## Things to do
1 - Please write out the passage from the parallel vacuum discussion starting at "So did you mean" and ending at "resolve your concern.".
2 - Translate this sentence from the parallel vacuum discussion into Spanish: "I think the last parameter in shm_toc_lookup should be false."

## Extracted text
((

Fixed. But there are some code that call shm_toc_estimate_keys for
multiple keys in for example nbtsort.c and parallel.c. What is the
difference?

>
> *
> +void
> +heap_parallel_vacuum_main(dsm_segment *seg, shm_toc *toc)
> {
> ..
> + /* Set debug_query_string for individual workers */
> + sharedquery = shm_toc_lookup(toc, PARALLEL_VACUUM_KEY_QUERY_TEXT, true);
> ..
> }
>
> I think the last parameter in shm_toc_lookup should be false. Is
> there a reason for passing it as true?

My bad, fixed.

>
> *
> +void
> +heap_parallel_vacuum_main(dsm_segment *seg, shm_toc *toc)
> +{
> ..
> + /* Open table */
> + onerel = heap_open(lvshared->relid, ShareUpdateExclusiveLock);
> ..
> }
>
> I don't think it is a good idea to assume the lock mode as
> ShareUpdateExclusiveLock here. Tomorrow, if due to some reason there
> is a change in lock level for the vacuum process, we might forget to
> update it here. I think it is better if we can get this information
> from the master backend.

So did you mean to declare the lock mode for lazy vacuum somewhere as
a global variable and use it in both try_relation_open in the leader
process and relation_open in the worker process? Otherwise we would
end up with adding something like shared->lmode =
ShareUpdateExclusiveLock during parallel context initialization, which
seems not to resolve your concern.

))

[Data items]

((

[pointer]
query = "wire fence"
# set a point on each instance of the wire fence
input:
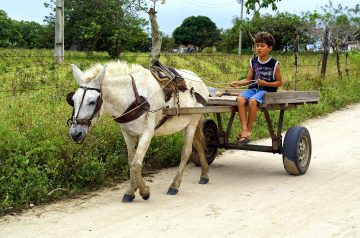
(23, 84)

))

## The responses
1 -
So did you mean to declare the lock mode for lazy vacuum somewhere as
a global variable and use it in both try_relation_open in the leader
process and relation_open in the worker process? Otherwise we would
end up with adding something like shared->lmode =
ShareUpdateExclusiveLock during parallel context initialization, which
seems not to resolve your concern.

2 - Creo que el último parámetro de shm_toc_lookup debería ser false.